What is needed here is every entry, retyped exactly.
----------
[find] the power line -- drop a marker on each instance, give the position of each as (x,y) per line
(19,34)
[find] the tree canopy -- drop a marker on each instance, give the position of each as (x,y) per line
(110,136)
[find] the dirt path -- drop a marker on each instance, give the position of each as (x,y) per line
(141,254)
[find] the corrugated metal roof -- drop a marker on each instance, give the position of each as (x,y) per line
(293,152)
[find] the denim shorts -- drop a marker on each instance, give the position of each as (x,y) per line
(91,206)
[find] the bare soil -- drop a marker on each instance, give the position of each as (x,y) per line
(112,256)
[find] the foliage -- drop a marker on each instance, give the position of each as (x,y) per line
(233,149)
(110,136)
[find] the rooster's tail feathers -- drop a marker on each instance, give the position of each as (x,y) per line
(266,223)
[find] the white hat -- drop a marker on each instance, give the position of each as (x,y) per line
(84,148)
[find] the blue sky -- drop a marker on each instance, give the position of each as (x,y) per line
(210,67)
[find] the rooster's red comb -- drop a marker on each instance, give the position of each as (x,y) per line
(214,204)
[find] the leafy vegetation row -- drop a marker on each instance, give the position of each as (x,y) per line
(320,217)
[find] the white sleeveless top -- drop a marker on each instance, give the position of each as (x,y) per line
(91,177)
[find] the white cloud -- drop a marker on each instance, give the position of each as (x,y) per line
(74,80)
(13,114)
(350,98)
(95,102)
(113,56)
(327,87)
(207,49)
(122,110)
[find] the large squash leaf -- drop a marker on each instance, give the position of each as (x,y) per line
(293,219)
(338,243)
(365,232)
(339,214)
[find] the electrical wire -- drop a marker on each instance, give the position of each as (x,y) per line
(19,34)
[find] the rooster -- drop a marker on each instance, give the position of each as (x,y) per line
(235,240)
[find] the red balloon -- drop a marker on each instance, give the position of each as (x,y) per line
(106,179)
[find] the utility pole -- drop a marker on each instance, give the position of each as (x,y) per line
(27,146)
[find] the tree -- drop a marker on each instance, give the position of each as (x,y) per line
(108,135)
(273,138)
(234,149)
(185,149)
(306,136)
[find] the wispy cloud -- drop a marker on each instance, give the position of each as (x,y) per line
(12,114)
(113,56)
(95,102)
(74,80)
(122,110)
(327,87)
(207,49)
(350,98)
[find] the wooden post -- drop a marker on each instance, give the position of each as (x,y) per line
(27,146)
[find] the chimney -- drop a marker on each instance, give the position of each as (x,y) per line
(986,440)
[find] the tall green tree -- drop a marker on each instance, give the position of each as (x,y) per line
----------
**The completed task:**
[find] the power line -- drop a marker on each instance, give the position of each as (x,y) per line
(19,34)
[find] the tree canopy -- drop a marker on each instance, give the position of each as (x,y) per line
(110,136)
[find] the dirt path -- drop a marker on each instance, give the position of each as (x,y) per line
(141,254)
[find] the corrugated metal roof -- drop a marker on each instance, give the position of each as (x,y) per line
(293,152)
[find] the denim shorts -- drop a marker on each instance, give the position of each as (x,y) per line
(91,206)
[find] the bare soil -- drop a marker on each instance, give the position of each as (x,y) per line
(112,256)
[find] the foliage -- drop a marker on each instance, give the position of each as (x,y) per line
(233,149)
(110,136)
[find] the rooster's tail feathers -- drop a marker on each instance, give the position of each as (x,y) per line
(266,223)
[find] the white hat -- drop a marker on each instance, give the position of each as (x,y) per line
(84,148)
[find] the blue sky -- drop a marker on each instance, give the position of each as (x,y) per line
(210,67)
[find] the rooster's red comb -- drop a marker on each instance, give the position of each as (x,y) per line
(214,204)
[find] the leafy vegetation row -- drop a marker on each instance, give the position of each as (x,y) per line
(320,217)
[find] the white sleeveless top -- drop a marker on each instance, give the position of each as (x,y) per line
(91,177)
[find] the white cloud -- drop a marker on each instance, give the position of each as (x,y) per line
(74,80)
(13,114)
(350,98)
(95,102)
(113,56)
(327,87)
(207,49)
(122,110)
[find] the large squash leaf -- drop a marker on each instance, give the position of each as (x,y) per line
(293,219)
(338,243)
(365,232)
(339,214)
[find] the electrical wire -- drop a marker on each instance, give the position of each as (x,y) per line
(19,34)
[find] the rooster -- drop a marker on each instance, give the position of each as (x,y) per line
(235,240)
[find] the red balloon -- drop a marker on each instance, give the position of each as (x,y) per line
(106,179)
[find] the utility pole -- drop a marker on each instance, give the position of each as (x,y) per line
(27,146)
[find] the tree -- drop a marker on each instance, give the position of each as (x,y) per line
(108,135)
(273,138)
(234,149)
(185,149)
(306,136)
[find] the wispy cloud -- drop a marker on each instance, give the position of each as (x,y) per line
(12,114)
(113,56)
(95,102)
(74,80)
(122,110)
(327,87)
(207,49)
(350,98)
[find] the wooden post -- drop a marker on each instance, give the position of each as (x,y) per line
(27,146)
[find] the chimney -- drop a marker on each instance, give the position of each as (x,y) per line
(986,440)
[find] the tall green tree -- drop a marker on each instance, give the position of each as (x,y) per line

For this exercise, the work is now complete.